# Scouting For Girls



## strange_too (Feb 19, 2007)

I just thought I would share this with everyone scouting for girls it's my cousin Peter's band, he's the drummer.

They are currently 19th in charts and are in the process of a University tour. The debut album out later this month.


----------



## Running_man (Dec 2, 2005)

strange_too said:


> I just thought I would share this with everyone scouting for girls it's my cousin Peter's band, he's the drummer.
> 
> They are currently 19th in charts and are in the process of a University tour. The debut album out later this month.


I've heard them mentioned a lot on XFM Manchester but always seem to miss them. I'll make a point of keeping an ear out for them. You must be proud!


----------



## strange_too (Feb 19, 2007)

Yeah, it's a good feeling and it makes me feel old too.

I remember he was talking about they weren't doing too bad at his Granddad's funeral a year ago and now they are in the charts.


----------



## jasonm (Nov 22, 2003)

Im sure theyve had some Radio 1 airtime too....









That wont mean much to some people, but yes, there is a Radio 1


----------



## jasonm (Nov 22, 2003)

The lads are doing OK arnt they Howard 

Good on 'em


----------



## blackandgolduk (Apr 25, 2005)

They are and I have to say that I like them a lot - have done since they came to my attention a good few months back


----------



## mrteatime (Oct 25, 2006)

****

### Stated task A
Count the lines in the records that contain the string "house", with case counting, and reply with that number only.
The records that follow are unrelated to the thread.

### Data provided
****

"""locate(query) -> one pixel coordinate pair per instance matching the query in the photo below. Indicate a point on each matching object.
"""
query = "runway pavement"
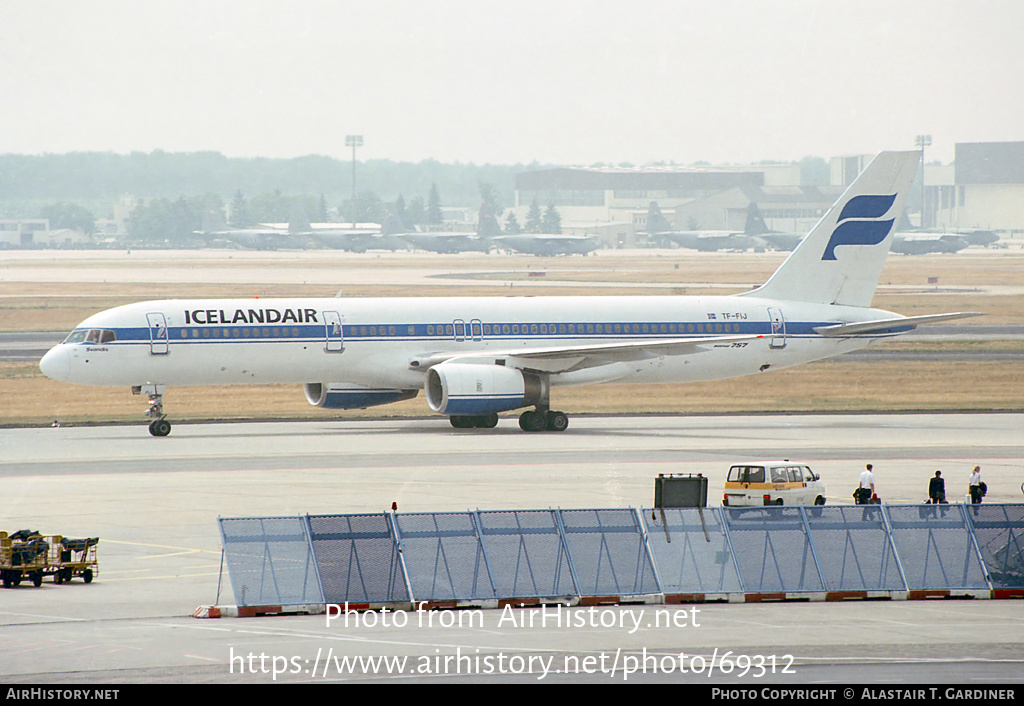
(155, 503)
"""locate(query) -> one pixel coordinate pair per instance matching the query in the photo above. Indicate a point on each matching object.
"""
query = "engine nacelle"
(462, 388)
(343, 396)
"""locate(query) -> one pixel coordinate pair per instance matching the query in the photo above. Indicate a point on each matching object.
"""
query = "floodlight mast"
(923, 141)
(355, 141)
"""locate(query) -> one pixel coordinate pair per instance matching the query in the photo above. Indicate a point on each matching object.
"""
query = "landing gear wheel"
(532, 421)
(556, 421)
(485, 421)
(461, 421)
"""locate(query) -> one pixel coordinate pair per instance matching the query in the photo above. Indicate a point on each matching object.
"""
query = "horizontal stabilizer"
(897, 325)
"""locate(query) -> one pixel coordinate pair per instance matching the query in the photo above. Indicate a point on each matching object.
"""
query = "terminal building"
(982, 190)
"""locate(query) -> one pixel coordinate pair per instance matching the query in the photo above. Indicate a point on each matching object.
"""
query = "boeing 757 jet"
(477, 357)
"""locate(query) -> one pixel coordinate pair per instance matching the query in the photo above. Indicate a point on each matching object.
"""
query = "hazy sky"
(482, 81)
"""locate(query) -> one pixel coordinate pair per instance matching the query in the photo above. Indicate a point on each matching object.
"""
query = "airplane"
(451, 243)
(478, 357)
(255, 239)
(549, 244)
(922, 243)
(352, 240)
(710, 241)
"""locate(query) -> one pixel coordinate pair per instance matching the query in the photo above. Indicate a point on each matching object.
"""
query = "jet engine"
(475, 389)
(343, 396)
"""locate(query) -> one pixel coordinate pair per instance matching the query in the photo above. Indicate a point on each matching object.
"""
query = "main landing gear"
(530, 420)
(538, 420)
(482, 421)
(159, 426)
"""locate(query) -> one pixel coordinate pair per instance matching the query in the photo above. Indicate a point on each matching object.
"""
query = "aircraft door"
(159, 339)
(777, 328)
(334, 332)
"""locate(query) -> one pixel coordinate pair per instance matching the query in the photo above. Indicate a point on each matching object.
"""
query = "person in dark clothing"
(937, 489)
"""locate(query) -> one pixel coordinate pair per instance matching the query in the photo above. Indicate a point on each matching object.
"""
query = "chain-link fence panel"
(772, 549)
(357, 558)
(526, 554)
(935, 547)
(854, 549)
(608, 552)
(691, 550)
(443, 556)
(999, 530)
(269, 562)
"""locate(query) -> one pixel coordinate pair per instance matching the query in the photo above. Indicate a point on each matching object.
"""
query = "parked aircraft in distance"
(214, 227)
(548, 245)
(982, 238)
(920, 243)
(450, 243)
(477, 357)
(360, 238)
(710, 241)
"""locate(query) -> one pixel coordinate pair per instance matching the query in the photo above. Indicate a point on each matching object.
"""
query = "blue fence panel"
(999, 530)
(357, 558)
(772, 548)
(443, 556)
(526, 553)
(691, 550)
(608, 553)
(854, 549)
(269, 562)
(935, 547)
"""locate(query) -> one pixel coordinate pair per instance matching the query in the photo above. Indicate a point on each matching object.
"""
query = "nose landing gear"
(159, 426)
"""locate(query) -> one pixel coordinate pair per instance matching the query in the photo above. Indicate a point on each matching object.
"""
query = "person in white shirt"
(865, 491)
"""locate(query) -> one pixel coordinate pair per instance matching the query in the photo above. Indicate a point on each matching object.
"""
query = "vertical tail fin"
(841, 259)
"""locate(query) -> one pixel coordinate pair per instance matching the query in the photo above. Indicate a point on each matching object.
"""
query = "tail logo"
(860, 223)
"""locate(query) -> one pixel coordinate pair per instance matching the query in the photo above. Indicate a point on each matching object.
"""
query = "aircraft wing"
(563, 359)
(897, 325)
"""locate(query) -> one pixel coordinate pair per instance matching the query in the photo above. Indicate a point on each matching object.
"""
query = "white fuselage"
(375, 342)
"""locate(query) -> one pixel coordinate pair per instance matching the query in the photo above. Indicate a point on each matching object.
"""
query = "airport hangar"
(983, 189)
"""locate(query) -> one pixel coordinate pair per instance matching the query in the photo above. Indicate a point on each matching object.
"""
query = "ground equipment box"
(680, 491)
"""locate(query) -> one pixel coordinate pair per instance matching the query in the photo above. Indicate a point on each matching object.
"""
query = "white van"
(772, 483)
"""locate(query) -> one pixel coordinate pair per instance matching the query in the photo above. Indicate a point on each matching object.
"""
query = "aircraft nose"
(56, 364)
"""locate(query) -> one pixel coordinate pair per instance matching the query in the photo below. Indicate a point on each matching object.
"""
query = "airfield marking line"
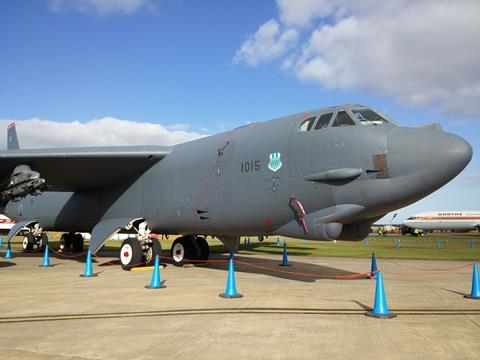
(286, 311)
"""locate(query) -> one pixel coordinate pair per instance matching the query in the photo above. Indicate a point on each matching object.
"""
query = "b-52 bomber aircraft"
(319, 175)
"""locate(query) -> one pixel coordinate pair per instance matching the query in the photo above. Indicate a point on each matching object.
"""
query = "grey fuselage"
(222, 185)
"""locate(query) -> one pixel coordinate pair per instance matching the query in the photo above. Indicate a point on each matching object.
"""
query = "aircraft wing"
(76, 169)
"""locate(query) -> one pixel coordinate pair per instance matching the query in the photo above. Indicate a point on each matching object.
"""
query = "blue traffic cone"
(88, 266)
(285, 256)
(46, 259)
(156, 283)
(475, 294)
(231, 289)
(8, 253)
(380, 307)
(373, 269)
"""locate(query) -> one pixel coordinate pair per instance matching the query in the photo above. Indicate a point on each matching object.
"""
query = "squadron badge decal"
(275, 163)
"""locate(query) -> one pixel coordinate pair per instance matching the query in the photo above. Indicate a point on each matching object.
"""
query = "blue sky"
(199, 67)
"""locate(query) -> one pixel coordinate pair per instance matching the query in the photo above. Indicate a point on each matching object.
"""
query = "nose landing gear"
(139, 250)
(189, 247)
(34, 237)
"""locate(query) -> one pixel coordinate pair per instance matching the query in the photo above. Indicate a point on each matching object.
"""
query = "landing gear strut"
(71, 241)
(189, 247)
(140, 250)
(34, 237)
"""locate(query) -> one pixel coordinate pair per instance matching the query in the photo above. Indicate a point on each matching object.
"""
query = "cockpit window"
(343, 119)
(323, 121)
(307, 124)
(368, 117)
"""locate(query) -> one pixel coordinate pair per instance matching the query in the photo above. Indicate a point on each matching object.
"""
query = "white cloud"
(108, 131)
(268, 43)
(421, 53)
(102, 7)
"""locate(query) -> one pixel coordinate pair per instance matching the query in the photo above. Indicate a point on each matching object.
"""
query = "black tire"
(181, 251)
(28, 242)
(77, 242)
(204, 249)
(154, 250)
(65, 242)
(131, 254)
(42, 242)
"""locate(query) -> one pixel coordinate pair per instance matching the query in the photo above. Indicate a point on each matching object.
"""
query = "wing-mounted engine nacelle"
(325, 224)
(355, 232)
(23, 181)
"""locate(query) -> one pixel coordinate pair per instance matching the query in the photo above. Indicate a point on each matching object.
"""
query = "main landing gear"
(189, 247)
(140, 250)
(34, 237)
(71, 241)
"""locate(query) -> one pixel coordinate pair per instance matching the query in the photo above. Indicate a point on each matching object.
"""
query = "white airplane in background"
(457, 221)
(5, 224)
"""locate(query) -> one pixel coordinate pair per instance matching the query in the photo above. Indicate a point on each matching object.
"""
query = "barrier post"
(373, 268)
(231, 289)
(8, 253)
(88, 266)
(285, 255)
(46, 258)
(475, 293)
(380, 307)
(156, 283)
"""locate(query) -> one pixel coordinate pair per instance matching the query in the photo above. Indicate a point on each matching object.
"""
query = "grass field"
(451, 248)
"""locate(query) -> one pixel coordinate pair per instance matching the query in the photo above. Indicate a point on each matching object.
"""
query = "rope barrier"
(69, 256)
(428, 270)
(296, 273)
(351, 276)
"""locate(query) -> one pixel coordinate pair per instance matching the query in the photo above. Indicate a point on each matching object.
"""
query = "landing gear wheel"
(77, 243)
(152, 252)
(204, 249)
(65, 242)
(43, 241)
(131, 254)
(28, 242)
(181, 251)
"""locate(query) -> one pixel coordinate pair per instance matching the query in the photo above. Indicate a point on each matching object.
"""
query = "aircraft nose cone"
(457, 153)
(428, 157)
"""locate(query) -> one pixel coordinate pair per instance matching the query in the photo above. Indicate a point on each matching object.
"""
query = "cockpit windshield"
(368, 117)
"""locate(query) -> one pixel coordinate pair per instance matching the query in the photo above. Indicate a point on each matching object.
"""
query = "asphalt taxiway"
(286, 313)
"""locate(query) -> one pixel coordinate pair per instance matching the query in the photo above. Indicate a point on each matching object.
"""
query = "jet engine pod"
(322, 224)
(327, 231)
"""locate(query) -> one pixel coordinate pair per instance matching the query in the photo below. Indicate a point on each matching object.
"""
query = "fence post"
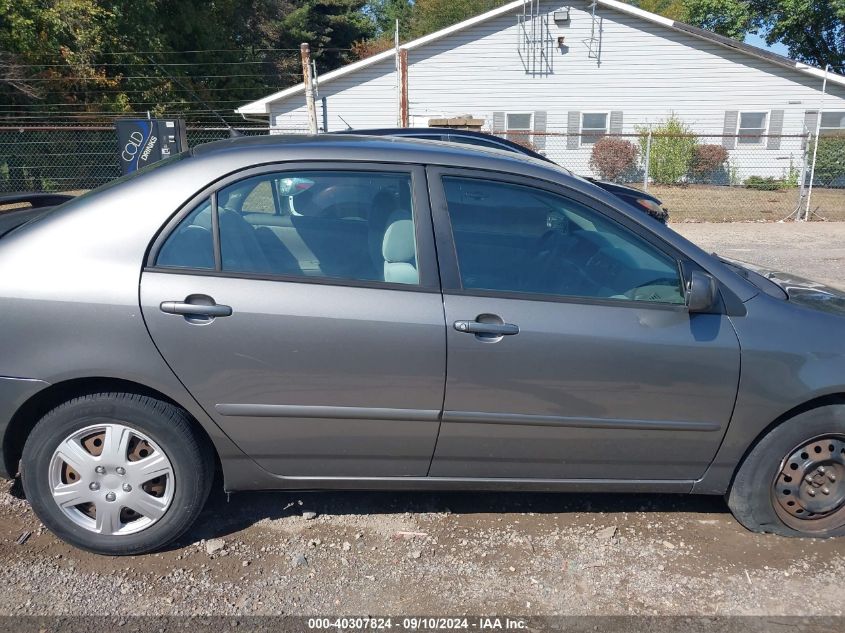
(403, 87)
(647, 159)
(308, 80)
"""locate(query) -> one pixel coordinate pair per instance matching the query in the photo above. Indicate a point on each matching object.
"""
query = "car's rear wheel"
(116, 473)
(793, 481)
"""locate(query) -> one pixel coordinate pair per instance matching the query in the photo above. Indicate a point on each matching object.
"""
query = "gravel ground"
(448, 554)
(811, 249)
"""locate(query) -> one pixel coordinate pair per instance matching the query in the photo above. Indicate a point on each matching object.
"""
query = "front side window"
(330, 224)
(593, 127)
(520, 124)
(832, 123)
(752, 127)
(517, 239)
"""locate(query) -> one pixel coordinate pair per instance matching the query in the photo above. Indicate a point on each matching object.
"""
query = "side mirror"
(702, 293)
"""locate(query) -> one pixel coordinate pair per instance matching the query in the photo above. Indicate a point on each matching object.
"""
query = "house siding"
(645, 72)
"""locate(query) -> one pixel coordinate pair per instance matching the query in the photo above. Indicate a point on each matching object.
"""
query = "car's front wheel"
(116, 473)
(793, 481)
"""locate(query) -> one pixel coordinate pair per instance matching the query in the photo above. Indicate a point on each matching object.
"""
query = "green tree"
(433, 15)
(385, 13)
(673, 9)
(731, 18)
(812, 30)
(672, 150)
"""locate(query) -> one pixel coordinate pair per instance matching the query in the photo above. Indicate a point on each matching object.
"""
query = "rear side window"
(191, 245)
(328, 224)
(518, 239)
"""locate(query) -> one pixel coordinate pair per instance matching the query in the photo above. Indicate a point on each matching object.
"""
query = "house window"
(521, 123)
(593, 127)
(832, 123)
(752, 127)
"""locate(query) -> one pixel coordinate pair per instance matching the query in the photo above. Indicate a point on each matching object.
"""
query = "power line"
(125, 64)
(209, 50)
(131, 77)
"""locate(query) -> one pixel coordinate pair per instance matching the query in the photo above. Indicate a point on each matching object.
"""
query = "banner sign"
(142, 142)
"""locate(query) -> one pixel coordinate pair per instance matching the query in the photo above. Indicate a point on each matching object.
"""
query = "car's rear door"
(571, 354)
(311, 331)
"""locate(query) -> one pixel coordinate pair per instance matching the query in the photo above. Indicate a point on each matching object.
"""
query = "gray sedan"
(374, 313)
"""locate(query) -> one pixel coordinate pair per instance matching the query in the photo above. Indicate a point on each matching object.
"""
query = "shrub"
(672, 148)
(612, 157)
(708, 160)
(764, 184)
(830, 159)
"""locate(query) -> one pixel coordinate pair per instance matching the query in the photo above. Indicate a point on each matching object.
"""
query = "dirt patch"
(712, 203)
(532, 554)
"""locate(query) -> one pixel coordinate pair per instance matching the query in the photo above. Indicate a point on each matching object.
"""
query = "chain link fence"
(698, 177)
(73, 158)
(714, 177)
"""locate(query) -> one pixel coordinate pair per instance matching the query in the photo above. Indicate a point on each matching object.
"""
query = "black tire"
(757, 496)
(168, 426)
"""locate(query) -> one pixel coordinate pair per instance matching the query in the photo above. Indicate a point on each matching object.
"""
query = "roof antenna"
(233, 133)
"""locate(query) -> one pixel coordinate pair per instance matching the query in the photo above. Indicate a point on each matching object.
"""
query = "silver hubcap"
(111, 479)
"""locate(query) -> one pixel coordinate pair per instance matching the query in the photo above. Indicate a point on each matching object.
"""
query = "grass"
(714, 203)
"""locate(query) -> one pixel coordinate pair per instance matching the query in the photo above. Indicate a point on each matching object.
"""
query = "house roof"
(261, 106)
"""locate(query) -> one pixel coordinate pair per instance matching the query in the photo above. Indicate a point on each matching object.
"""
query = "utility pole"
(403, 87)
(815, 138)
(398, 75)
(308, 80)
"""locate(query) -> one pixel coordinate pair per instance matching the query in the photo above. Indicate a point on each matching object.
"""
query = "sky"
(756, 40)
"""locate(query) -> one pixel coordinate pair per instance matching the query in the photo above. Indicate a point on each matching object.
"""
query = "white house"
(583, 69)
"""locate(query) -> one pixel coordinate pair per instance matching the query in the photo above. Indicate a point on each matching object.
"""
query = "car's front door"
(301, 307)
(571, 354)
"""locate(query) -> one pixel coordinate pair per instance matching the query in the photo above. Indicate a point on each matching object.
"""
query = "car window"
(514, 238)
(191, 244)
(335, 224)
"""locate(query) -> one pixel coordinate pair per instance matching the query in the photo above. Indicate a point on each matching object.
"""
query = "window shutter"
(731, 121)
(811, 120)
(573, 127)
(616, 122)
(775, 129)
(540, 126)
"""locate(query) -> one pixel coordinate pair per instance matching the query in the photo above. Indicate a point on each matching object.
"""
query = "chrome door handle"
(195, 309)
(497, 329)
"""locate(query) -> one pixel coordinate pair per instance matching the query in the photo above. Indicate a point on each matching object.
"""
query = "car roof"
(433, 131)
(241, 151)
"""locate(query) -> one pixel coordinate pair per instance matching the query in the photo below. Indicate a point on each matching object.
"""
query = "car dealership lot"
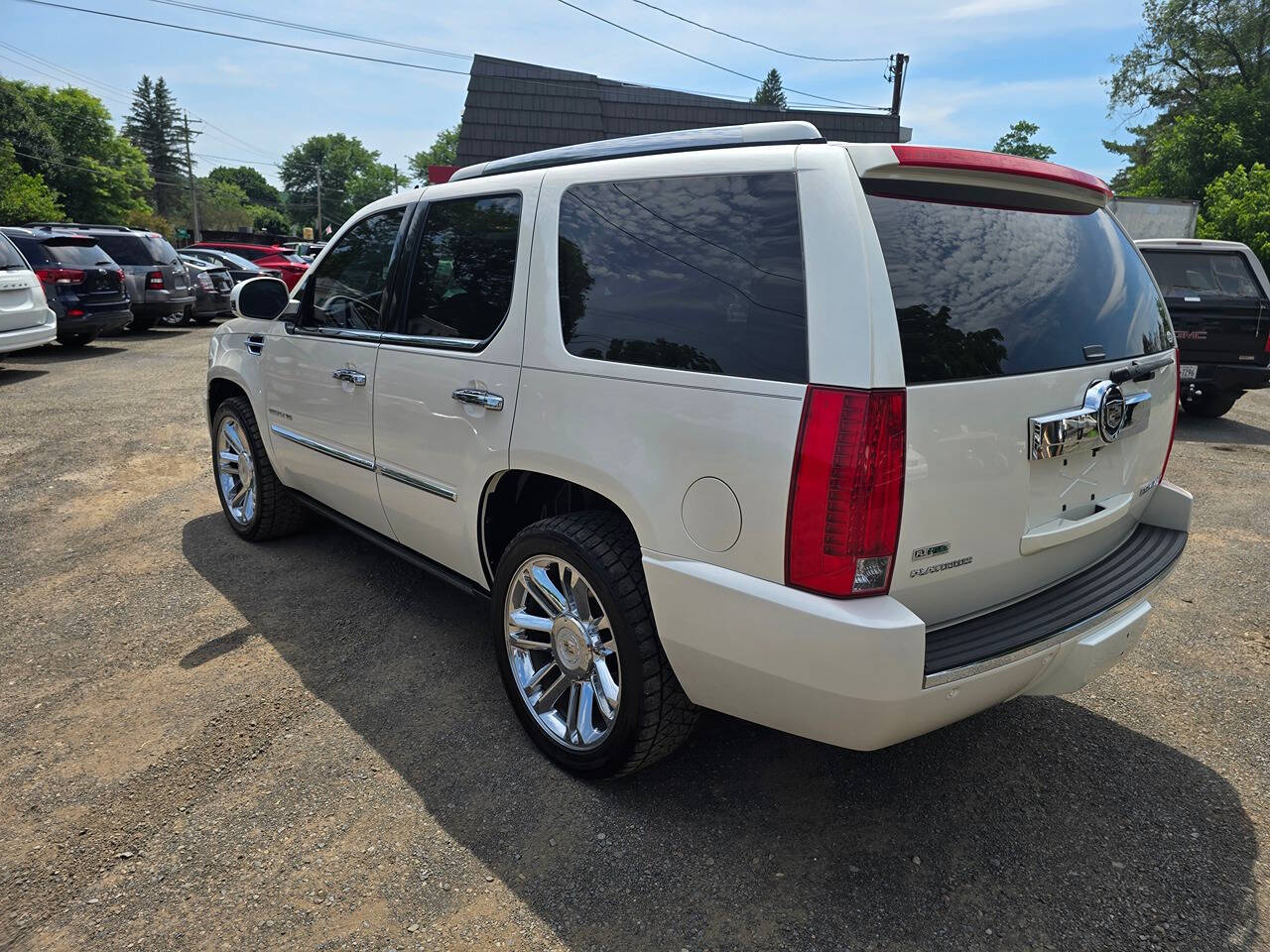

****

### Stated task B
Copy the thread word for word from "Yeah, it's a" up to and including "1 airtime too....".

### Reply A
4

### Reply B
Yeah, it's a good feeling and it makes me feel old too.

I remember he was talking about they weren't doing too bad at his Granddad's funeral a year ago and now they are in the charts.


----------



## jasonm (Nov 22, 2003)

Im sure theyve had some Radio 1 airtime too....